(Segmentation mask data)
------
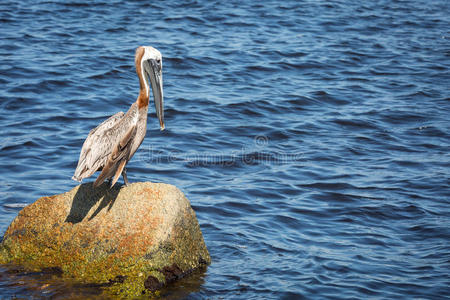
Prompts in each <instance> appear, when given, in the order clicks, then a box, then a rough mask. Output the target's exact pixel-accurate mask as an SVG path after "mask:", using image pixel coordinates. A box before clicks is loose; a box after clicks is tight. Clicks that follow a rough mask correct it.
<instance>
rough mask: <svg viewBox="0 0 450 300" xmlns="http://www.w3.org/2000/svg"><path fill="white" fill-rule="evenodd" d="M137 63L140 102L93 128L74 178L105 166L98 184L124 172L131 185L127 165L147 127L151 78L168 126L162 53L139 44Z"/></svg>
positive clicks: (110, 117)
mask: <svg viewBox="0 0 450 300" xmlns="http://www.w3.org/2000/svg"><path fill="white" fill-rule="evenodd" d="M135 64H136V72H137V75H138V77H139V86H140V89H139V96H138V97H137V100H136V102H134V103H133V104H132V105H131V107H130V109H129V110H128V111H127V112H126V113H123V112H118V113H116V114H115V115H113V116H111V117H110V118H109V119H107V120H106V121H104V122H103V123H101V124H100V125H98V126H97V127H96V128H94V129H92V130H91V131H90V132H89V135H88V137H87V138H86V140H85V141H84V144H83V147H82V148H81V153H80V158H79V160H78V166H77V168H76V170H75V174H74V175H73V177H72V179H73V180H76V181H79V182H80V181H82V180H83V179H84V178H87V177H89V176H91V175H92V174H94V173H95V172H96V171H100V170H101V173H100V175H99V176H98V177H97V180H95V182H94V187H97V186H99V185H100V184H102V183H103V181H105V179H112V180H111V187H112V186H113V185H114V184H115V183H116V181H117V179H118V178H119V176H120V174H122V176H123V180H124V182H125V184H126V185H128V178H127V173H126V169H125V165H126V164H127V162H128V161H129V160H130V159H131V157H132V156H133V154H134V153H135V152H136V150H137V149H138V148H139V146H140V145H141V143H142V141H143V140H144V137H145V133H146V131H147V112H148V101H149V97H150V96H149V93H150V88H149V82H150V84H151V86H152V91H153V98H154V100H155V107H156V115H157V117H158V119H159V124H160V126H161V130H163V129H164V111H163V104H164V101H163V88H162V56H161V53H160V52H159V51H158V50H156V49H155V48H153V47H149V46H147V47H139V48H137V49H136V55H135Z"/></svg>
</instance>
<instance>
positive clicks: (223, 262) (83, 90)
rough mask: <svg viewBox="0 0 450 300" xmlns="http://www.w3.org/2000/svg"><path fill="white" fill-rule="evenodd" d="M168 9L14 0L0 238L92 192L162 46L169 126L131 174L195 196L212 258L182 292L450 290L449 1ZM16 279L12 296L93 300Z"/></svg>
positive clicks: (181, 284)
mask: <svg viewBox="0 0 450 300" xmlns="http://www.w3.org/2000/svg"><path fill="white" fill-rule="evenodd" d="M150 3H152V4H145V3H144V1H130V2H127V3H123V2H122V1H87V0H78V1H57V2H56V3H53V2H49V1H27V0H25V1H2V2H1V3H0V60H1V64H0V87H1V88H0V132H1V141H0V147H1V152H0V170H1V173H2V184H1V185H0V220H1V221H0V232H1V233H0V235H1V234H3V233H4V231H5V230H6V228H7V227H8V225H9V223H10V222H11V221H12V220H13V219H14V218H15V217H16V215H17V214H18V212H19V211H20V209H21V208H22V207H23V206H24V205H27V204H29V203H32V202H33V201H35V200H36V199H37V198H38V197H40V196H44V195H52V194H56V193H62V192H65V191H67V190H69V189H71V188H73V187H74V186H75V185H76V182H74V181H72V180H71V179H70V178H71V176H72V174H73V172H74V169H75V167H76V163H77V159H78V155H79V151H80V149H81V145H82V142H83V140H84V139H85V137H86V136H87V133H88V132H89V130H90V129H91V128H93V127H95V126H96V125H97V124H99V123H100V122H101V121H102V120H104V119H106V118H107V117H108V116H110V115H112V114H114V113H115V112H117V111H125V110H127V109H128V107H129V105H130V104H131V103H132V102H133V101H135V99H136V97H137V93H138V80H137V76H136V73H135V70H134V57H133V55H134V50H135V48H136V47H137V46H139V45H152V46H154V47H156V48H158V49H159V50H160V51H161V52H162V54H163V65H164V67H163V77H164V95H165V105H166V110H165V117H166V130H165V131H162V132H161V131H159V125H158V121H157V119H156V117H155V112H154V108H153V106H150V114H149V122H148V132H147V137H146V139H145V140H144V142H143V144H142V146H141V148H140V150H139V151H138V152H137V153H136V155H135V157H134V158H133V160H132V161H131V162H130V163H129V164H128V174H129V175H128V176H129V179H130V181H134V182H135V181H154V182H165V183H171V184H174V185H176V186H178V187H179V188H180V189H182V190H183V191H184V192H185V193H186V195H187V197H188V198H189V199H190V201H191V204H192V206H193V208H194V209H195V211H196V213H197V217H198V219H199V222H200V226H201V229H202V231H203V235H204V238H205V242H206V244H207V246H208V248H209V250H210V253H211V256H212V260H213V263H212V264H211V266H210V267H209V268H208V269H207V271H206V273H204V274H197V275H196V276H194V277H191V278H189V279H185V280H184V281H182V282H181V283H179V284H178V285H177V286H176V287H173V288H172V291H168V292H167V293H168V295H169V296H170V295H171V296H172V297H174V298H180V297H185V296H189V297H192V298H193V299H197V298H213V299H231V298H232V299H261V298H285V299H294V298H302V297H305V298H355V299H367V298H388V299H394V298H395V299H396V298H407V299H412V298H427V299H433V298H435V299H440V298H442V297H445V295H449V294H450V289H449V285H450V189H449V183H450V155H449V153H450V134H449V132H450V101H449V100H450V92H449V90H450V89H449V86H450V73H449V68H450V17H449V16H450V8H449V5H450V4H449V2H448V1H446V0H442V1H312V0H310V1H302V2H300V1H280V2H278V1H263V2H256V1H247V2H242V1H230V2H226V1H224V2H219V1H203V0H199V1H182V2H179V1H165V2H161V3H159V2H158V3H153V1H152V2H150ZM94 179H95V178H92V179H91V180H94ZM120 180H121V179H120ZM0 278H2V282H0V295H3V297H2V298H5V297H6V298H7V297H13V295H16V296H17V297H22V298H28V297H38V298H39V297H49V296H52V295H54V296H55V295H57V296H58V297H61V298H64V297H65V296H68V295H72V296H73V295H81V296H80V297H82V295H86V293H88V291H87V289H85V290H84V289H82V288H78V289H67V287H64V285H63V283H61V285H57V284H56V285H52V284H51V285H48V284H46V282H47V281H46V280H45V278H44V279H39V278H38V279H35V278H25V279H23V278H22V279H21V281H20V282H19V283H18V282H17V280H16V279H14V278H10V277H8V275H7V274H6V273H3V274H1V273H0ZM36 282H37V283H36Z"/></svg>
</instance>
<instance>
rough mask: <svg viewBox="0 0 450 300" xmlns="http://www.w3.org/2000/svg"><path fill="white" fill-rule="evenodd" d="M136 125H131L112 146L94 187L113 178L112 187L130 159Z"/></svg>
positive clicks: (135, 124)
mask: <svg viewBox="0 0 450 300" xmlns="http://www.w3.org/2000/svg"><path fill="white" fill-rule="evenodd" d="M136 131H137V124H134V125H132V126H131V127H130V128H129V129H128V131H127V132H126V133H125V135H123V136H122V138H121V139H120V140H119V141H118V142H117V143H116V144H115V145H114V146H113V149H112V152H111V154H110V155H109V156H108V160H107V161H106V164H105V165H104V167H103V170H102V172H101V173H100V175H99V176H98V177H97V180H95V182H94V187H97V186H99V185H100V184H102V183H103V181H105V179H106V178H110V177H113V176H114V178H113V180H112V182H111V186H113V185H114V184H115V183H116V181H117V179H119V176H120V174H121V173H122V171H123V168H124V167H125V165H126V163H127V162H128V160H129V159H130V153H131V147H132V145H133V141H134V138H135V136H136Z"/></svg>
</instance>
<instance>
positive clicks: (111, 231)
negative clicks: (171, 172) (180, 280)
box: [0, 182, 210, 296]
mask: <svg viewBox="0 0 450 300" xmlns="http://www.w3.org/2000/svg"><path fill="white" fill-rule="evenodd" d="M0 263H3V264H4V263H13V264H16V265H22V266H23V267H25V268H27V269H29V270H42V269H43V268H58V270H61V271H62V275H61V276H62V278H75V279H76V280H79V281H81V282H86V283H104V282H109V283H111V282H113V283H114V284H111V285H108V287H107V290H108V292H109V293H113V294H123V293H124V291H126V293H127V295H126V296H133V295H140V294H141V293H142V292H143V291H144V290H145V289H146V286H147V287H151V288H149V290H154V289H155V287H159V288H160V287H162V286H164V285H165V284H166V283H169V282H171V281H173V279H174V278H179V277H180V276H181V275H180V274H187V273H189V272H191V271H192V270H194V269H198V268H201V267H203V266H205V265H207V264H209V263H210V256H209V253H208V250H207V248H206V245H205V243H204V241H203V236H202V233H201V231H200V227H199V225H198V221H197V219H196V217H195V212H194V211H193V210H192V208H191V206H190V203H189V201H188V200H187V199H186V197H185V196H184V194H183V193H182V192H181V191H180V190H178V189H177V188H176V187H174V186H172V185H168V184H157V183H150V182H145V183H134V184H131V185H130V186H128V187H117V186H116V187H114V188H113V189H109V188H108V187H107V186H106V184H104V185H102V186H100V187H99V188H97V189H94V188H93V187H92V184H90V183H88V184H82V185H79V186H77V187H75V188H74V189H72V190H71V191H69V192H67V193H64V194H60V195H55V196H51V197H42V198H40V199H38V200H37V201H36V202H34V203H33V204H30V205H28V206H27V207H25V208H24V209H23V210H22V211H21V212H20V213H19V214H18V216H17V218H16V219H15V220H14V221H13V222H12V223H11V225H10V226H9V228H8V229H7V230H6V232H5V235H4V238H3V241H2V244H1V245H0ZM119 277H120V278H121V280H119V281H117V280H115V278H119ZM149 278H150V279H149ZM156 282H157V284H156Z"/></svg>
------
→ ABOUT THIS EXERCISE
Give back an exact repeat of the lines from the top of the data through the line that holds "63L140 102L93 128L74", both included, and omit pictures.

→ ANSWER SPACE
Prompts in each <instance> appear, when given, in the order clicks, then a box, then a rough mask. Output the target's exact pixel-accurate mask as an SVG path after "mask:", using image pixel coordinates. A box before clicks is loose; a box after clicks is tight. Clicks that follow a rough mask correct it.
<instance>
rough mask: <svg viewBox="0 0 450 300" xmlns="http://www.w3.org/2000/svg"><path fill="white" fill-rule="evenodd" d="M137 63L140 102L93 128L74 178L105 166L98 184L124 172L131 185L127 165L147 127L151 78L168 126L162 53L139 44Z"/></svg>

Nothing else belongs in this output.